Upstream Caching: A Django Developer Crash Course

The Golden Rule for Django Developers is “Don’t prematurely optimize code.” But when a website goes live, user demand can outweigh site functionality, meaning slower page loads and a downgraded user experience. Code optimization is no longer a waste of time—it’s required.

There are several ways to optimize, but scaling out horizontally to deal with growing demand gets expensive. Luckily, there’s still a way to salvage your code without breaking the bank: You can cache.

But what is cache?

Caching is a fancy word for being lazy or, more accurately, letting your servers be lazy. The concept is that we can reuse what we’ve done before so that we don’t have to needlessly redo it. A cache, therefore, is an ephemeral memory bank that provides quick access to previously computed data where you need it, when you need it.

To explain how caching fits into a computing system, we can look at a standard web infrastructure. Let’s use Amazon’s:

Django_Developers_Amazon_Chart1

    • There’s an Elastic Load Balancer (a device that spreads capacity across many servers) that goes into a cluster of EC2 Servers (which allow for scaled computing)

Supplied material =
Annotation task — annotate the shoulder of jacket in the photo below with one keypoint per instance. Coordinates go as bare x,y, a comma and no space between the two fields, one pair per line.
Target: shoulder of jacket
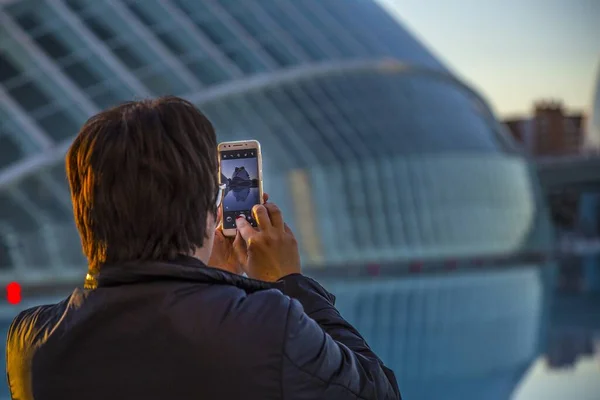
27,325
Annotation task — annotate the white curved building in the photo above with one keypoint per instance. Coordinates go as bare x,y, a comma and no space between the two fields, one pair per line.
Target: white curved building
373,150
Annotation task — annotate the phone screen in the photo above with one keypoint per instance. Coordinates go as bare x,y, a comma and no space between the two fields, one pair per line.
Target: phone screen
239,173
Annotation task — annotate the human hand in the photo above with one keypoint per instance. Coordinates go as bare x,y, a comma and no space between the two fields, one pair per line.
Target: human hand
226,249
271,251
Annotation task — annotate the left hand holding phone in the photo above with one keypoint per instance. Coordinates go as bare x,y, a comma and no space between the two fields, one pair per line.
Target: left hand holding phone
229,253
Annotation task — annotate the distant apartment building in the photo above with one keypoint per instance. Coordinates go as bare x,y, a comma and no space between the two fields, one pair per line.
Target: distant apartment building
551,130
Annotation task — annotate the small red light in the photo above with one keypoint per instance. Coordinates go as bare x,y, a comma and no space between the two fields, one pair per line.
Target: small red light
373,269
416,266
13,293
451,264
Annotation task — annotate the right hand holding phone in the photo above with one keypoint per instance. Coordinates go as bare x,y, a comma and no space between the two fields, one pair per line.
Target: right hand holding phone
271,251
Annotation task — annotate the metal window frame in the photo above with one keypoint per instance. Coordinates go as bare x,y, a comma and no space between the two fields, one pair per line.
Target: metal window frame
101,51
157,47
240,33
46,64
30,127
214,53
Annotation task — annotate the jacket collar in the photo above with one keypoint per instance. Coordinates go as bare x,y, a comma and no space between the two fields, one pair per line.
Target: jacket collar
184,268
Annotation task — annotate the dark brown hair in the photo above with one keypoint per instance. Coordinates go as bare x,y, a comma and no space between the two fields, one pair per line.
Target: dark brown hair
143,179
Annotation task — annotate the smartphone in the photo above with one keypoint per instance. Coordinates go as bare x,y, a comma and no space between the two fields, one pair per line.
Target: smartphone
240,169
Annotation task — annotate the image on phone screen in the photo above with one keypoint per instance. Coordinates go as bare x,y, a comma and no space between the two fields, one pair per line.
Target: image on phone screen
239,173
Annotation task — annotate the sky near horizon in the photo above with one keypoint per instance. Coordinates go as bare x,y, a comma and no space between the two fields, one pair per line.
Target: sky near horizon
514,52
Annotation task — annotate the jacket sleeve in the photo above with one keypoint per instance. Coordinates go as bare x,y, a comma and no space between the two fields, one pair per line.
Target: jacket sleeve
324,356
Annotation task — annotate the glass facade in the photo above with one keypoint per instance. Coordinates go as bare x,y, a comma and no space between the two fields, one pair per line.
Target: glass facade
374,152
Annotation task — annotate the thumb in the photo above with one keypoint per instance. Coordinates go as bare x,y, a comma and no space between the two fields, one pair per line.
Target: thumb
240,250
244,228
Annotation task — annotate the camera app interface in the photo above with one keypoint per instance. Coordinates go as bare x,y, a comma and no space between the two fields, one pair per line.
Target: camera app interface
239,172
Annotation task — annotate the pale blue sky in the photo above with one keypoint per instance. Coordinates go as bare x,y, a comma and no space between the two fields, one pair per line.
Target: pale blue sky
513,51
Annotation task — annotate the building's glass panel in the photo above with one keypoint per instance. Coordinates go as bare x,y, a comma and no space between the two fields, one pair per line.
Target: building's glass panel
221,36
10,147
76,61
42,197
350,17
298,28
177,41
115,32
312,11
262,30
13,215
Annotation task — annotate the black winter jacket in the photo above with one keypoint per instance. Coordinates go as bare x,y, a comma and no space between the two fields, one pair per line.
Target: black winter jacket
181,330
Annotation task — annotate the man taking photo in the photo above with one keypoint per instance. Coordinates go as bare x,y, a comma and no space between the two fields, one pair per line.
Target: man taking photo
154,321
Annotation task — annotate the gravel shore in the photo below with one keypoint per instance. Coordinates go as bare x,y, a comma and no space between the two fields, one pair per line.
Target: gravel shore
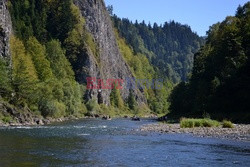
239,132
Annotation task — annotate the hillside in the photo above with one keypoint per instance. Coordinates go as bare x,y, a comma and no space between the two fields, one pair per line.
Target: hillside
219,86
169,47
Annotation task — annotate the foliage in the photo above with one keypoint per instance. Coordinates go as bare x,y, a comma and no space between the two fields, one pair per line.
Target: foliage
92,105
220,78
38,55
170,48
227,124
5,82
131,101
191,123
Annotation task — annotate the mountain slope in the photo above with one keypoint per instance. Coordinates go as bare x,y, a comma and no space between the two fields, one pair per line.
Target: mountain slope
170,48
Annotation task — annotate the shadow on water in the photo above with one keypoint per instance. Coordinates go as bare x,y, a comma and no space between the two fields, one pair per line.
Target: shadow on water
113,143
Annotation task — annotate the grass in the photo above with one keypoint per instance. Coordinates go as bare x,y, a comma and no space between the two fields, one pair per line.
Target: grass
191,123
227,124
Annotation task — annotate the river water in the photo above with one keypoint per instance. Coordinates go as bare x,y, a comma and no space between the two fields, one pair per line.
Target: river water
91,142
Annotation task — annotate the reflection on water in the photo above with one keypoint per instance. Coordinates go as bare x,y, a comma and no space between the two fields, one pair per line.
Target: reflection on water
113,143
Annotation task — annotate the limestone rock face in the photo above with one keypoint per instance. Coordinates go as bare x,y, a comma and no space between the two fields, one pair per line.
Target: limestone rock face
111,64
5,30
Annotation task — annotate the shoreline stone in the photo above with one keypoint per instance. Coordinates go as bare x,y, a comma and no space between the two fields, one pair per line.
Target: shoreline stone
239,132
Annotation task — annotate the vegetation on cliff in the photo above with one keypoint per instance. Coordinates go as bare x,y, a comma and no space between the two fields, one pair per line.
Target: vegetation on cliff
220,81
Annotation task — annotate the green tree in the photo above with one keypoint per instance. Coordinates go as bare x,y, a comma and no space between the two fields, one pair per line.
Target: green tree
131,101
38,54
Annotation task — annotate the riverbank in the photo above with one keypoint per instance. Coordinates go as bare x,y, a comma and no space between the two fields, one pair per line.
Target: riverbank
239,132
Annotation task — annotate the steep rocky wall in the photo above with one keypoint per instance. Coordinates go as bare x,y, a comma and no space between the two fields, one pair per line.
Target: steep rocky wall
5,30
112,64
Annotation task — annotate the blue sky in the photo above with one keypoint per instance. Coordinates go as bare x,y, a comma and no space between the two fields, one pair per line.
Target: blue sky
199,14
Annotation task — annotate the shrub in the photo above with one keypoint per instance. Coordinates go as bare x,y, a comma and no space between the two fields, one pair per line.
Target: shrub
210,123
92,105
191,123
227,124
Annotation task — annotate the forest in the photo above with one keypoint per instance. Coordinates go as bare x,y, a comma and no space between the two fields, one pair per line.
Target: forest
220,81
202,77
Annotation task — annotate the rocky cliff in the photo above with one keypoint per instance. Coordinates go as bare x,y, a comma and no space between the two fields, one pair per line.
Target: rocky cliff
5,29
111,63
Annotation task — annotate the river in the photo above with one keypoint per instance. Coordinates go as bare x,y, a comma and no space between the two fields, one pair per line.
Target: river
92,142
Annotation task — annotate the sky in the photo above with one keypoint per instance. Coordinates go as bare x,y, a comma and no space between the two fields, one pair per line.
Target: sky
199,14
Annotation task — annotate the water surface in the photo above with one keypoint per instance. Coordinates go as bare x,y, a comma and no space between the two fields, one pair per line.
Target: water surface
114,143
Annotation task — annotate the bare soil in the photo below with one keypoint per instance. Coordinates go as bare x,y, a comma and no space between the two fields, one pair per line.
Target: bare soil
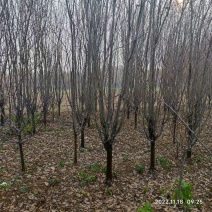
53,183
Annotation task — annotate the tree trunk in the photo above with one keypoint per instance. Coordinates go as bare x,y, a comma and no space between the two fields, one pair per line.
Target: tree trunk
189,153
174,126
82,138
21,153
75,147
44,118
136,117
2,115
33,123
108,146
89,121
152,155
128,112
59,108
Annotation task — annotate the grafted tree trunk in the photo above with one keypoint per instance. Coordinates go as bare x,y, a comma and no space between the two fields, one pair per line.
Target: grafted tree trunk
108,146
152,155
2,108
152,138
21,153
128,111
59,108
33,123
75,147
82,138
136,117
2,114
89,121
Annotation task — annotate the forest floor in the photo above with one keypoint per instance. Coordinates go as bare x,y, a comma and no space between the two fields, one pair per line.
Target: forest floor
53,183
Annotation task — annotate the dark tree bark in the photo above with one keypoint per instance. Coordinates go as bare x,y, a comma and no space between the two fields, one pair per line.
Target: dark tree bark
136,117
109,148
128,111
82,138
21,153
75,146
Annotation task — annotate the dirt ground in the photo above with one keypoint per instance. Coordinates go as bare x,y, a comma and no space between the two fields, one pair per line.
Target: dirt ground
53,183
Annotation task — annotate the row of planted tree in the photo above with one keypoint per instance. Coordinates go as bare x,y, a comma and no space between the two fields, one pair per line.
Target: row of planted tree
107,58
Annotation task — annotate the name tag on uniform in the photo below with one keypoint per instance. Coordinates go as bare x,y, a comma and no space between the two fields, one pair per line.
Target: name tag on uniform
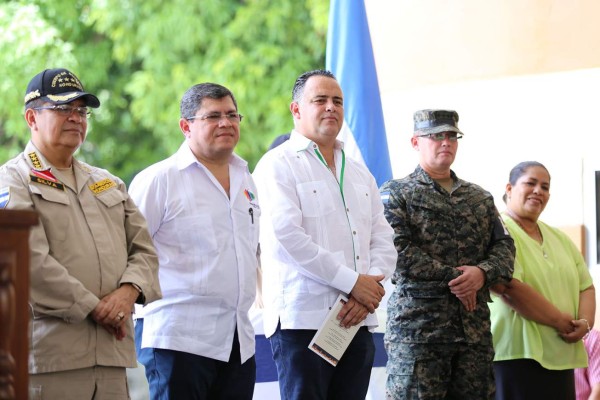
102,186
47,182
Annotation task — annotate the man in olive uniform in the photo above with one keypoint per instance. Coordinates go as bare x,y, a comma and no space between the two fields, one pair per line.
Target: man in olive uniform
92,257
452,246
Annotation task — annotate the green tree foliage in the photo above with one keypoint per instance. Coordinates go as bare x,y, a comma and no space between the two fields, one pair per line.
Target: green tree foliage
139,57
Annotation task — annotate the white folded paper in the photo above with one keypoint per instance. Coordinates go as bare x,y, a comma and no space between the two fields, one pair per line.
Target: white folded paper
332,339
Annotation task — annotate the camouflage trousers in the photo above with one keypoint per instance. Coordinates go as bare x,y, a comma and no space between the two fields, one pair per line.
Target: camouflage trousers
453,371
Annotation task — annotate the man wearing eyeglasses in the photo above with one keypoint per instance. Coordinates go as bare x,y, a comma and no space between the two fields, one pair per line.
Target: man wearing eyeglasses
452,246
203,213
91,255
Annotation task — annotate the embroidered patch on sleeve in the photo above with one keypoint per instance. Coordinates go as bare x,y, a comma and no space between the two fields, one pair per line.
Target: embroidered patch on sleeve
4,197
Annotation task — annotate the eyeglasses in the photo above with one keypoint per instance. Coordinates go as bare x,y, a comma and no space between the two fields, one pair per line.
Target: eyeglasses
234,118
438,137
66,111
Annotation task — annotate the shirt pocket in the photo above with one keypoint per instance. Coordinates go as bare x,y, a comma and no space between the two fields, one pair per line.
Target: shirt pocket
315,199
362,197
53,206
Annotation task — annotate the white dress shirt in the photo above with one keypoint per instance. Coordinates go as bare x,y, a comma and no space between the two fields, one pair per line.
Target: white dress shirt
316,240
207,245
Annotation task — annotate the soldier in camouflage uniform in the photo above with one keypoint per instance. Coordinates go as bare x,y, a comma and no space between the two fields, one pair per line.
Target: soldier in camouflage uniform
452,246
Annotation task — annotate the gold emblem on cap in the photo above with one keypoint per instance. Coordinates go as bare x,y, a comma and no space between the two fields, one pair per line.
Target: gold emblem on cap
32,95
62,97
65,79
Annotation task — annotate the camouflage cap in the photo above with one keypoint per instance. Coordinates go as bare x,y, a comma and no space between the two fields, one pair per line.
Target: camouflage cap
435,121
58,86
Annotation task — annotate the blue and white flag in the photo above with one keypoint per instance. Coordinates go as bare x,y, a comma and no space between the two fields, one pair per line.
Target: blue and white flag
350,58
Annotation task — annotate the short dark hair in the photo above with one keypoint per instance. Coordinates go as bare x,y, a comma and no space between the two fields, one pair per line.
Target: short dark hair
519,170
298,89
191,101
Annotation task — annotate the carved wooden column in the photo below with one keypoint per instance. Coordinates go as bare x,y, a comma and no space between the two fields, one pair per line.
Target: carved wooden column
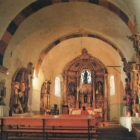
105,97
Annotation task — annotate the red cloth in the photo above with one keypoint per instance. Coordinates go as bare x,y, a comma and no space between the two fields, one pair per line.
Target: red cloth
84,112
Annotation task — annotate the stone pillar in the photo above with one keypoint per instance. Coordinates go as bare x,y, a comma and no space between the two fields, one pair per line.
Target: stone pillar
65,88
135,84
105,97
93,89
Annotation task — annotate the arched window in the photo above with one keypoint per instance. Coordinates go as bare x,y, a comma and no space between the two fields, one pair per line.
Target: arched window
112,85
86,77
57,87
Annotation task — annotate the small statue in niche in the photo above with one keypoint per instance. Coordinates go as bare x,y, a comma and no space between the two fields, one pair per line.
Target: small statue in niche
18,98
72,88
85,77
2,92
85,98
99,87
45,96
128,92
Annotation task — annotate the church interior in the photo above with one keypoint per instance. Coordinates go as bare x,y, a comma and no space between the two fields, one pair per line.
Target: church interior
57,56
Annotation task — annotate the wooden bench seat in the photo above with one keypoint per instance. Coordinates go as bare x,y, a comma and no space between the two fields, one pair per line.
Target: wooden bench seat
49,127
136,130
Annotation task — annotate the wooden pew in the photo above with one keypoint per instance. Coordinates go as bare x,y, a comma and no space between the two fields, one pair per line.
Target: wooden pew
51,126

Goal of the exercise =
Please say what the caching article says an Elastic Load Balancer does. Rely only on the caching article, not the lines.

Answer for the task =
It spreads capacity across many servers.